=== GIVEN PASSAGE ===

Here, she shares how she noticed the marketing team worked from home on Fridays. She says, “I felt that it was one of my responsibilities as a leader of the team to be our team publicist. I’m representing them and I need to make sure that other leaders in our company know — and see — the great work they’re doing. So when I took my role, I said to everyone: ‘We’ll work from the office. Five days a week.’“

In my head, I was shouting, “NO, NO, NO!”

I’ve had similar conversations with other managers, too. Why is it that having your butt in one specific chair will result in a positive publicity campaign?

Banning remote work is a lazy way to solve an unrelated problem. It’s a quick fix that doesn’t get to the root of what needs to be changed.

Writes Schneider, “I’ve learned that people outside our team don’t know enough of what we do. I will work hard to be a megaphone myself, but we need to show them collectively. This is a publicity campaign on behalf of our own team.”

As marketers, you are not physically in front of your prospects and customers all day. Why should it be different internally? How can you demonstrate your team’s prowess in other ways – like through your outputs?

=== MATERIAL PROVIDED ===
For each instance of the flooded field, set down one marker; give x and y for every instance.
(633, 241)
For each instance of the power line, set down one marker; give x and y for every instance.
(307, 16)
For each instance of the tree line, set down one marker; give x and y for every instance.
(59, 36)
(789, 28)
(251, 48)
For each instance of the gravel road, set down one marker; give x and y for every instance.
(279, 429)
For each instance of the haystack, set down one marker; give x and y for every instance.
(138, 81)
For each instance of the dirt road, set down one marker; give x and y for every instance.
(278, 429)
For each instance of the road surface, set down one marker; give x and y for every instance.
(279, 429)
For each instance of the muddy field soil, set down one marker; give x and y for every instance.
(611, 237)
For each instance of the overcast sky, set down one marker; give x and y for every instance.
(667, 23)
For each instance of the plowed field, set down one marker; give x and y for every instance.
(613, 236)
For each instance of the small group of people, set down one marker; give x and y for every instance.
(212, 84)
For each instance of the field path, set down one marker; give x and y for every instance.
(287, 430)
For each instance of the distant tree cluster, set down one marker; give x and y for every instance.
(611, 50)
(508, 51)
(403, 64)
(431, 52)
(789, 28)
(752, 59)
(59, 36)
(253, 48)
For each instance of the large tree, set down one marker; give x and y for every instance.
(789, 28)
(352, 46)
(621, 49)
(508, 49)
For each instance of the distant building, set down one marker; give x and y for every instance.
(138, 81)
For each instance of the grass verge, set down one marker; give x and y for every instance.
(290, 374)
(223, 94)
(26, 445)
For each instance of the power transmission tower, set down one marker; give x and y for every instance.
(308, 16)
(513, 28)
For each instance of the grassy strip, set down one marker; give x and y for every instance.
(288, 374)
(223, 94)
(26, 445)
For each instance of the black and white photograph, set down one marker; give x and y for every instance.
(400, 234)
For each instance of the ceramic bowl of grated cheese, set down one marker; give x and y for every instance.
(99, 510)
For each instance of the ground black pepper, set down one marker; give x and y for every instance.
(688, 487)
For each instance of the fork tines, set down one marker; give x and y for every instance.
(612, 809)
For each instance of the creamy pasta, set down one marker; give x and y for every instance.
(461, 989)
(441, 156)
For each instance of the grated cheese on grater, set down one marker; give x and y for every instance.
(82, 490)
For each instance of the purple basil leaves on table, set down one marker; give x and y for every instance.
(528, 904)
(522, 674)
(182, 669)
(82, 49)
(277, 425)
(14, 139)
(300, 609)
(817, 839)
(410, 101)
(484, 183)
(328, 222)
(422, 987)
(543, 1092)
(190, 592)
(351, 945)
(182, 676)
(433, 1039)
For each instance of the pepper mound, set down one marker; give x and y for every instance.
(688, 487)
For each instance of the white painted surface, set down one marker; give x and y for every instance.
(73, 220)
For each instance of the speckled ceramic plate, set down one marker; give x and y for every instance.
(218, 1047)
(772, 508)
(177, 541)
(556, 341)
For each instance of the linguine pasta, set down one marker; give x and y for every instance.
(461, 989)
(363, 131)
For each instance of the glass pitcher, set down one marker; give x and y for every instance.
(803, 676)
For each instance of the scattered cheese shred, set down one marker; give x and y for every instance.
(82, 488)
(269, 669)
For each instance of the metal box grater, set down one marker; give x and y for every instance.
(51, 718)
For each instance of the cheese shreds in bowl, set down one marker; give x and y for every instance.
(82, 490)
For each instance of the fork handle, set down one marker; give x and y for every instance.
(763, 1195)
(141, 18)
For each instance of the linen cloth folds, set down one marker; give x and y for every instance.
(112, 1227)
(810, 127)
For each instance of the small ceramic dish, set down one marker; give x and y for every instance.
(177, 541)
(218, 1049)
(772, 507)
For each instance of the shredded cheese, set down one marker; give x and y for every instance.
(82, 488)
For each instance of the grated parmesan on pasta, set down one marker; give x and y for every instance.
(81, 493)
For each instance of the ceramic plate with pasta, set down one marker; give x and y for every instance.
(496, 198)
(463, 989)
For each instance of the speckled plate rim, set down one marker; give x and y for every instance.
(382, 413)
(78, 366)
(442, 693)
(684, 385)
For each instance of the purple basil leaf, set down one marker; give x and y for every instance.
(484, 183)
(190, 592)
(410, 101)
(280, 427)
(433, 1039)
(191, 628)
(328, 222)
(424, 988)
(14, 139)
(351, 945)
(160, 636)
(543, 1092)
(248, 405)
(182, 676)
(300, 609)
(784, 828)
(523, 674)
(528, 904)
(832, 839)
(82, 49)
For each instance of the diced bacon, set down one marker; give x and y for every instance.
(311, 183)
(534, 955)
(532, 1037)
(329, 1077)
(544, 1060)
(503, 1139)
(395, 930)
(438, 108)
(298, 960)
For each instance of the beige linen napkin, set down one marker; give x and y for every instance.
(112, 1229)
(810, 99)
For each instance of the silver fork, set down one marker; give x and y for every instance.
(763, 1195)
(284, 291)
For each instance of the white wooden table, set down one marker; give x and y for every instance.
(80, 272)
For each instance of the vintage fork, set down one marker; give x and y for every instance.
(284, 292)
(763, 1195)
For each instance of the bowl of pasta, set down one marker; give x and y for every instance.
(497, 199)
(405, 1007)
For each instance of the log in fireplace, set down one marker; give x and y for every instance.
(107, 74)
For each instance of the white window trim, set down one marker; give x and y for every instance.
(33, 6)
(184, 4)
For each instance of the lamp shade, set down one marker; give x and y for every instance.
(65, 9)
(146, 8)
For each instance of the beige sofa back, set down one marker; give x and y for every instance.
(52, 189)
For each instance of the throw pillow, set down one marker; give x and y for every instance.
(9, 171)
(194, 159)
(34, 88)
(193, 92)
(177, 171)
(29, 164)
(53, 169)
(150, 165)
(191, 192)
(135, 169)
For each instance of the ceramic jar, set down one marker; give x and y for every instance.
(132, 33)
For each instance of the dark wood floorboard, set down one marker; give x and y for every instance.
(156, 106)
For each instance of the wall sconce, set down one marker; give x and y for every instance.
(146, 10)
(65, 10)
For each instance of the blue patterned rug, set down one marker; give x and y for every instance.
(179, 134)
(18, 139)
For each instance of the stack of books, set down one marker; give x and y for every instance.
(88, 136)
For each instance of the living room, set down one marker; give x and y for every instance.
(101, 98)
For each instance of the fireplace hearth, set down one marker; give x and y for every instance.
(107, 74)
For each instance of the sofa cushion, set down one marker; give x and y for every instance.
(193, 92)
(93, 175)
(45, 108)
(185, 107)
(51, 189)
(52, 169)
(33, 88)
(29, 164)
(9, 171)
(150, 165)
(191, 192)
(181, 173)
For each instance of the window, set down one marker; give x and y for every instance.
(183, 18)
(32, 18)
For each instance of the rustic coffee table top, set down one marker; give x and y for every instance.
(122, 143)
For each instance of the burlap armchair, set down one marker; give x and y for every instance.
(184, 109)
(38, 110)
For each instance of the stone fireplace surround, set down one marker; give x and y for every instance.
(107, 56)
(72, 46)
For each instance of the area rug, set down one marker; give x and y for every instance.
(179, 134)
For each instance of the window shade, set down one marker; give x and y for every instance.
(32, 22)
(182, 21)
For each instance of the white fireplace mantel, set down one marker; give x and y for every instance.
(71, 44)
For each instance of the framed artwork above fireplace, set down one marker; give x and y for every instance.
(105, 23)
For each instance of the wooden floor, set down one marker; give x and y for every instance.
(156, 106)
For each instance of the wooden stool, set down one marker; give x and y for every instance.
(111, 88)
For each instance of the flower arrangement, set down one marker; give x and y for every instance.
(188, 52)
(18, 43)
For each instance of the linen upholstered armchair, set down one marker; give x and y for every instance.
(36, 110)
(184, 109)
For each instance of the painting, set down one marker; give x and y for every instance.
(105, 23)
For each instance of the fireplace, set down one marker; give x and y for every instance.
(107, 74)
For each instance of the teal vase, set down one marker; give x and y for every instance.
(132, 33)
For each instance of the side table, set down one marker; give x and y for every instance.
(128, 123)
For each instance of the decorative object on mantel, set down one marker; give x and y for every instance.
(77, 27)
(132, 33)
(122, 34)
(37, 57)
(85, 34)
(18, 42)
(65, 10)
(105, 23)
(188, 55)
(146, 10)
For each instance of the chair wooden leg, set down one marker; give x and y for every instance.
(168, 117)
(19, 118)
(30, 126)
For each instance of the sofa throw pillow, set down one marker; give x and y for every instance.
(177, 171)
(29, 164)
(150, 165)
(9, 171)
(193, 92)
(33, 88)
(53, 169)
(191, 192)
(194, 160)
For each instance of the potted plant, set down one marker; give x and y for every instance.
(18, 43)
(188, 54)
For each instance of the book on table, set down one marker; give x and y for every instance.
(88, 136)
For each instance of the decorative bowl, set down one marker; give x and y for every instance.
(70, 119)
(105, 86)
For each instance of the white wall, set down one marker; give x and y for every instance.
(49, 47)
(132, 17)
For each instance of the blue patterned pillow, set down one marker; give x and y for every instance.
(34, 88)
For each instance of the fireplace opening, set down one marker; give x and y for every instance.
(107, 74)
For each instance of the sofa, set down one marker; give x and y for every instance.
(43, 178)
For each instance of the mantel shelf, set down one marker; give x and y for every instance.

=== TO-DO LIST ===
(a) Turn the records, from the line containing "For each instance of the chair" through the end of the records, into a Markdown table with the columns No. and Line, one row per line and no rows for blank lines.
(b) Go on with the piece on banning remote work from its last sentence.

=== ANSWERS GIVEN ===
(a)
| No. | Line |
|---|---|
| 1 | For each instance of the chair wooden leg, set down one marker; give x and y for every instance. |
| 2 | (168, 117) |
| 3 | (19, 118) |
| 4 | (30, 126) |
| 5 | For each instance of the sofa throw pillow, set down one marker; give x and y for every instance. |
| 6 | (177, 171) |
| 7 | (29, 164) |
| 8 | (150, 165) |
| 9 | (9, 171) |
| 10 | (193, 92) |
| 11 | (33, 88) |
| 12 | (53, 169) |
| 13 | (191, 192) |
| 14 | (194, 160) |
| 15 | For each instance of the potted plant, set down one marker; give x and y for every instance. |
| 16 | (18, 43) |
| 17 | (188, 54) |
| 18 | For each instance of the book on table, set down one marker; give x and y for every instance. |
| 19 | (88, 136) |
| 20 | For each instance of the decorative bowl, set down one marker; give x and y for every instance. |
| 21 | (70, 119) |
| 22 | (105, 86) |
| 23 | For each instance of the white wall, set down one marker; give x and y for every instance. |
| 24 | (49, 47) |
| 25 | (132, 17) |
| 26 | For each instance of the blue patterned pillow, set down one marker; give x and y for every instance. |
| 27 | (34, 88) |
| 28 | For each instance of the fireplace opening, set down one marker; give x and y for every instance. |
| 29 | (107, 74) |
| 30 | For each instance of the sofa, set down one marker; give x and y for every instance. |
| 31 | (43, 178) |
| 32 | For each instance of the mantel shelf, set down one marker; give x and y for every instance. |

(b)
At the end of the day, the work your team completes, the problems they solve and the ongoing results from that work are what matter. It does not matter who physically sees the work happening.

Remote is the future of the workforce. There are numerous benefits for remote employees, as well as employers.

Technology exists now to enable completely remote teams, and numerous companies have successfully implemented remote working and scaled their programs.

And guess what? These companies are successful, employees are productive and happy, and the world didn’t end.

So, don’t think calling employees into the office will magically improve morale, boost performance and make your team’s work visible. If leadership doesn’t know marketing’s impact on the business, there’s more to the story.